== Segment start ==
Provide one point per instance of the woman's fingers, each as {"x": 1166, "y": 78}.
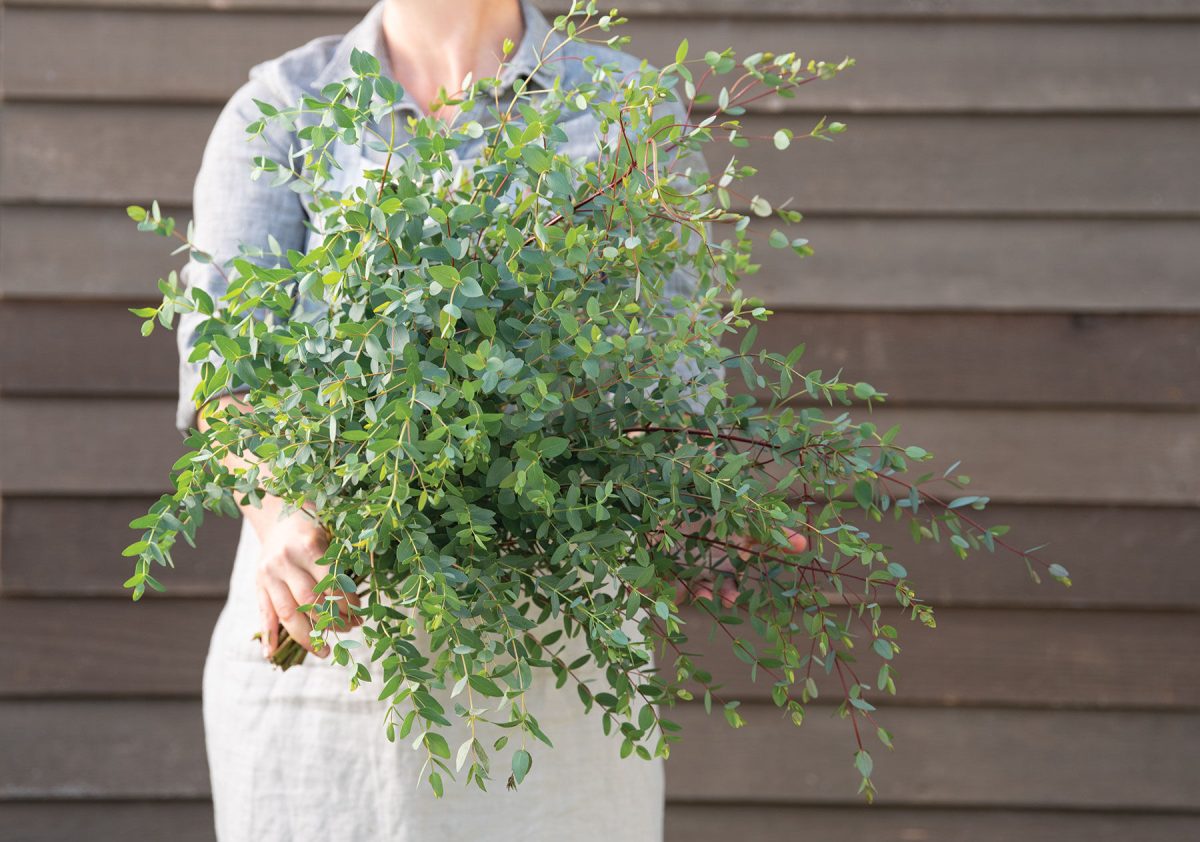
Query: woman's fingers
{"x": 301, "y": 585}
{"x": 293, "y": 621}
{"x": 270, "y": 621}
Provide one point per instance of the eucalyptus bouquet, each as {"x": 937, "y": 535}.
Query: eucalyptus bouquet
{"x": 501, "y": 386}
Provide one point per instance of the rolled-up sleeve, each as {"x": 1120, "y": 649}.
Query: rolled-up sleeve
{"x": 231, "y": 210}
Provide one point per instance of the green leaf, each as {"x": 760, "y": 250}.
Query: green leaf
{"x": 521, "y": 764}
{"x": 437, "y": 744}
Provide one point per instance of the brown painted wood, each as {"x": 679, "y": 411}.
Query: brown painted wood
{"x": 108, "y": 821}
{"x": 1120, "y": 557}
{"x": 797, "y": 8}
{"x": 996, "y": 264}
{"x": 61, "y": 446}
{"x": 1045, "y": 759}
{"x": 191, "y": 822}
{"x": 72, "y": 547}
{"x": 861, "y": 264}
{"x": 916, "y": 65}
{"x": 918, "y": 359}
{"x": 921, "y": 264}
{"x": 1031, "y": 659}
{"x": 900, "y": 164}
{"x": 724, "y": 822}
{"x": 946, "y": 758}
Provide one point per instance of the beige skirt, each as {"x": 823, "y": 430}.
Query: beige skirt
{"x": 298, "y": 757}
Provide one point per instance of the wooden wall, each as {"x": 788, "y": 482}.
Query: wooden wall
{"x": 1006, "y": 242}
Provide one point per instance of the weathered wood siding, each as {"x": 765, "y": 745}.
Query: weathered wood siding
{"x": 1007, "y": 242}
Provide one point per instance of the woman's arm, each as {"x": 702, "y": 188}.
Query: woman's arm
{"x": 229, "y": 210}
{"x": 291, "y": 545}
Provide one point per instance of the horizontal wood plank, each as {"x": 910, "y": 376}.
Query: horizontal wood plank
{"x": 85, "y": 537}
{"x": 917, "y": 359}
{"x": 1045, "y": 759}
{"x": 883, "y": 164}
{"x": 191, "y": 822}
{"x": 894, "y": 264}
{"x": 907, "y": 66}
{"x": 64, "y": 446}
{"x": 108, "y": 821}
{"x": 1030, "y": 659}
{"x": 785, "y": 8}
{"x": 946, "y": 757}
{"x": 1119, "y": 557}
{"x": 723, "y": 822}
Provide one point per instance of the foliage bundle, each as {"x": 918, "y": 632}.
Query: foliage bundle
{"x": 504, "y": 414}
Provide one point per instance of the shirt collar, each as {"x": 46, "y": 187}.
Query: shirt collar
{"x": 367, "y": 35}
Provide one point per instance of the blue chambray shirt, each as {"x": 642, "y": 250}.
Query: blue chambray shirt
{"x": 229, "y": 209}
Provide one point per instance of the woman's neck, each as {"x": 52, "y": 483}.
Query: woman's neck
{"x": 432, "y": 43}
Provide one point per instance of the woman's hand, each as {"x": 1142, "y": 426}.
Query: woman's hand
{"x": 289, "y": 549}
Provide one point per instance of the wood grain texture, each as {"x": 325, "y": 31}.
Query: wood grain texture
{"x": 61, "y": 446}
{"x": 108, "y": 821}
{"x": 1121, "y": 557}
{"x": 723, "y": 822}
{"x": 1008, "y": 657}
{"x": 192, "y": 822}
{"x": 903, "y": 164}
{"x": 1005, "y": 241}
{"x": 1044, "y": 759}
{"x": 72, "y": 547}
{"x": 942, "y": 360}
{"x": 861, "y": 264}
{"x": 988, "y": 10}
{"x": 925, "y": 65}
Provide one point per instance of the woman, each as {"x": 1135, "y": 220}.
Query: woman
{"x": 294, "y": 756}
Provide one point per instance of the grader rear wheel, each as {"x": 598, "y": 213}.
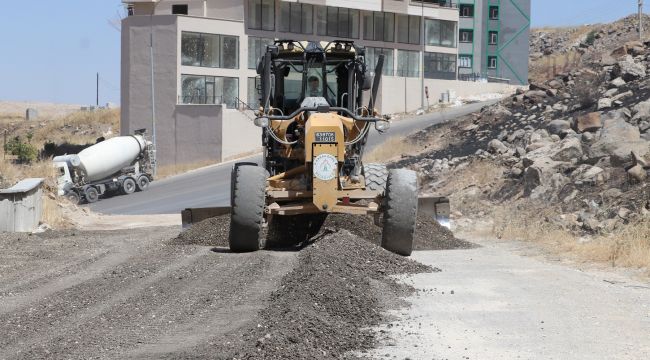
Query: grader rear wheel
{"x": 401, "y": 206}
{"x": 247, "y": 213}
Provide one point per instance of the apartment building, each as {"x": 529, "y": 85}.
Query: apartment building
{"x": 493, "y": 40}
{"x": 189, "y": 64}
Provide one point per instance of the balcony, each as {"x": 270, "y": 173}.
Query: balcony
{"x": 439, "y": 3}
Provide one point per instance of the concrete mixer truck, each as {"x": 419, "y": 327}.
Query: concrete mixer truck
{"x": 121, "y": 164}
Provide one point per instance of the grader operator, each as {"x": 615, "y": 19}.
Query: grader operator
{"x": 315, "y": 127}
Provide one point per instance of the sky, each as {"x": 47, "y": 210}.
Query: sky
{"x": 52, "y": 49}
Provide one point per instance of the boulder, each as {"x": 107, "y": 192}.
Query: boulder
{"x": 637, "y": 173}
{"x": 586, "y": 173}
{"x": 497, "y": 147}
{"x": 588, "y": 122}
{"x": 604, "y": 103}
{"x": 618, "y": 82}
{"x": 532, "y": 179}
{"x": 641, "y": 111}
{"x": 570, "y": 148}
{"x": 555, "y": 84}
{"x": 557, "y": 126}
{"x": 618, "y": 140}
{"x": 628, "y": 69}
{"x": 611, "y": 92}
{"x": 535, "y": 94}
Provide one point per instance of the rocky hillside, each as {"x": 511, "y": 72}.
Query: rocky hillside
{"x": 556, "y": 50}
{"x": 575, "y": 148}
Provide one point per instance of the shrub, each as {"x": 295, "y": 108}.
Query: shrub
{"x": 25, "y": 152}
{"x": 591, "y": 37}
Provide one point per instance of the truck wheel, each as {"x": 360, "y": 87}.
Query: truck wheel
{"x": 128, "y": 186}
{"x": 73, "y": 197}
{"x": 376, "y": 176}
{"x": 91, "y": 195}
{"x": 400, "y": 211}
{"x": 247, "y": 213}
{"x": 143, "y": 183}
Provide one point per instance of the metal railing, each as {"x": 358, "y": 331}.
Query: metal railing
{"x": 230, "y": 102}
{"x": 441, "y": 3}
{"x": 479, "y": 77}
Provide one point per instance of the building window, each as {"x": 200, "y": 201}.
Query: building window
{"x": 337, "y": 22}
{"x": 199, "y": 89}
{"x": 209, "y": 50}
{"x": 379, "y": 26}
{"x": 408, "y": 29}
{"x": 372, "y": 56}
{"x": 466, "y": 10}
{"x": 440, "y": 33}
{"x": 408, "y": 63}
{"x": 494, "y": 13}
{"x": 493, "y": 37}
{"x": 296, "y": 18}
{"x": 254, "y": 93}
{"x": 179, "y": 9}
{"x": 492, "y": 62}
{"x": 439, "y": 66}
{"x": 465, "y": 61}
{"x": 256, "y": 48}
{"x": 261, "y": 14}
{"x": 466, "y": 35}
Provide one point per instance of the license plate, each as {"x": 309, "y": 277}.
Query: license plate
{"x": 325, "y": 136}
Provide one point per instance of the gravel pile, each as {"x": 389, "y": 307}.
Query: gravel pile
{"x": 429, "y": 234}
{"x": 324, "y": 307}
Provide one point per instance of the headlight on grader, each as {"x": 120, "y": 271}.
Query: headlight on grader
{"x": 382, "y": 125}
{"x": 261, "y": 121}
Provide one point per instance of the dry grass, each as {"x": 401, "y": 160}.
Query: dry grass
{"x": 548, "y": 67}
{"x": 171, "y": 170}
{"x": 626, "y": 247}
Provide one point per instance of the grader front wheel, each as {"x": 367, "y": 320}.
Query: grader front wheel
{"x": 247, "y": 213}
{"x": 401, "y": 205}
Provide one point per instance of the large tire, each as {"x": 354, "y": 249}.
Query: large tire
{"x": 91, "y": 194}
{"x": 376, "y": 176}
{"x": 73, "y": 197}
{"x": 128, "y": 186}
{"x": 143, "y": 183}
{"x": 247, "y": 213}
{"x": 400, "y": 211}
{"x": 292, "y": 230}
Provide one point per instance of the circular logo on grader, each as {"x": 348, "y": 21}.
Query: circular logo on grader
{"x": 325, "y": 167}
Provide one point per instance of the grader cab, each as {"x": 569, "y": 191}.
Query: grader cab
{"x": 317, "y": 109}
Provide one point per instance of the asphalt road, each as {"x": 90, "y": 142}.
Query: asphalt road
{"x": 210, "y": 186}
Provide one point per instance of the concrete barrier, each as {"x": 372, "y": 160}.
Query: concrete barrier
{"x": 21, "y": 206}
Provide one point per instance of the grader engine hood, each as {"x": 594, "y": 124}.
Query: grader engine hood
{"x": 325, "y": 151}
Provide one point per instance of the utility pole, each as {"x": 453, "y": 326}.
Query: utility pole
{"x": 423, "y": 39}
{"x": 97, "y": 98}
{"x": 641, "y": 20}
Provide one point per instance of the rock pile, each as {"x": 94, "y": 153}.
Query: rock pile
{"x": 580, "y": 140}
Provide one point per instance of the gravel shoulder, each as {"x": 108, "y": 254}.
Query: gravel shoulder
{"x": 125, "y": 294}
{"x": 152, "y": 293}
{"x": 498, "y": 302}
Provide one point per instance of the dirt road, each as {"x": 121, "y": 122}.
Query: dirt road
{"x": 125, "y": 294}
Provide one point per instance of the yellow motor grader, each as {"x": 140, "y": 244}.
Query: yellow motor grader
{"x": 315, "y": 127}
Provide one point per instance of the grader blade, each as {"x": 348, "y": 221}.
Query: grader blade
{"x": 436, "y": 207}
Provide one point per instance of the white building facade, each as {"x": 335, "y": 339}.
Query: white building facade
{"x": 205, "y": 52}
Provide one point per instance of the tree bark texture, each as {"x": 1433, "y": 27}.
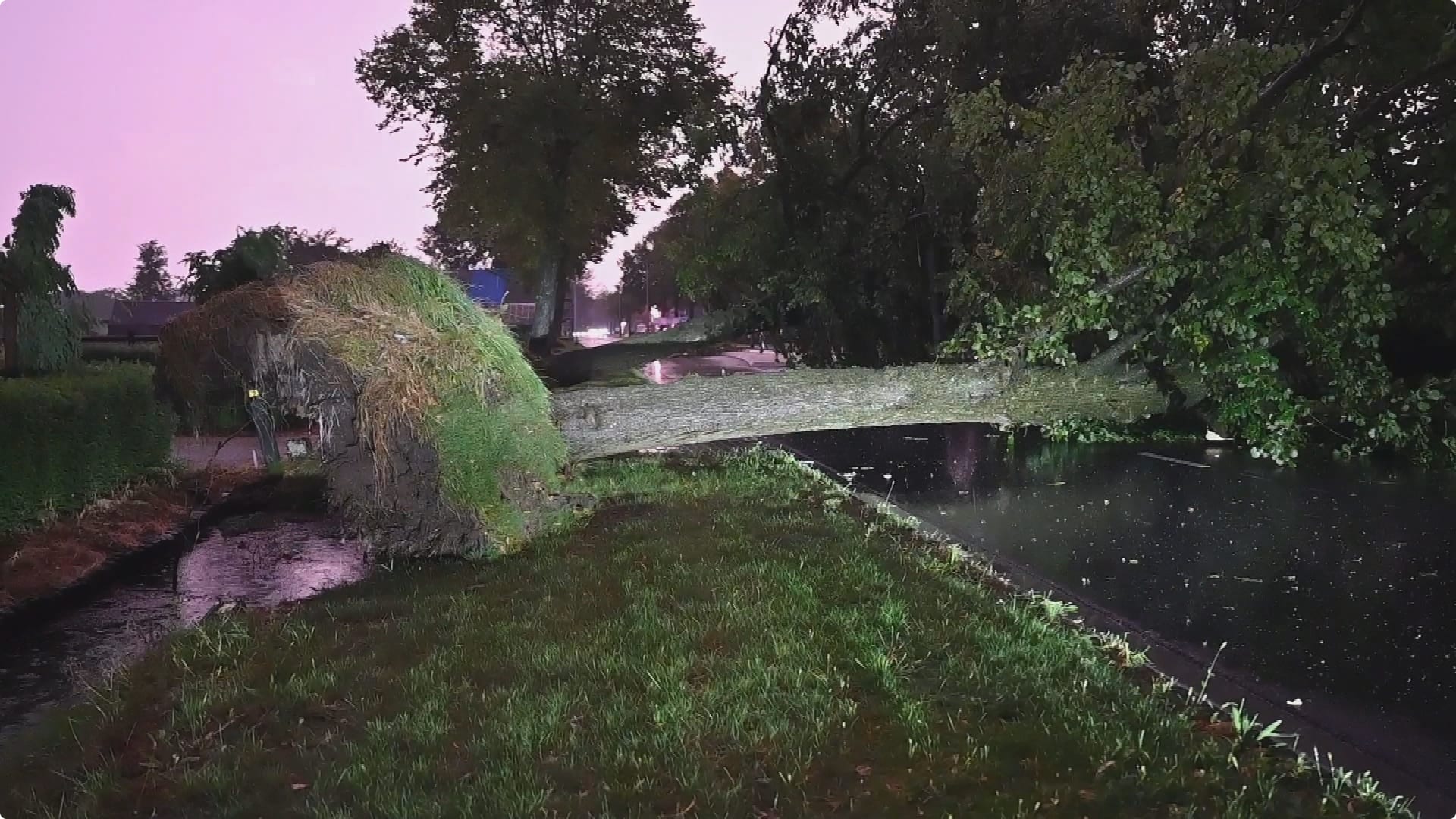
== Segment end ==
Using the entries above, transcribe every line from the line containing "Provide one point per instance of the grader rear" through the line containing "Provide one point per instance of the sky, each". Do not copy pictures.

• [Answer space]:
Provide one point per instance of the grader rear wheel, each as {"x": 598, "y": 213}.
Query: grader rear wheel
{"x": 401, "y": 206}
{"x": 247, "y": 213}
Provide one point per instance of the apartment building, each as {"x": 529, "y": 85}.
Query: apartment building
{"x": 493, "y": 40}
{"x": 189, "y": 64}
Provide one point per instance of the balcony, each as {"x": 270, "y": 173}.
Query: balcony
{"x": 439, "y": 3}
Provide one point per instance of the concrete mixer truck, each as {"x": 419, "y": 327}.
Query: concrete mixer truck
{"x": 121, "y": 164}
Provide one point per instance of the grader operator, each as {"x": 615, "y": 19}.
Query: grader operator
{"x": 315, "y": 127}
Provide one point per instance of the sky, each as {"x": 47, "y": 210}.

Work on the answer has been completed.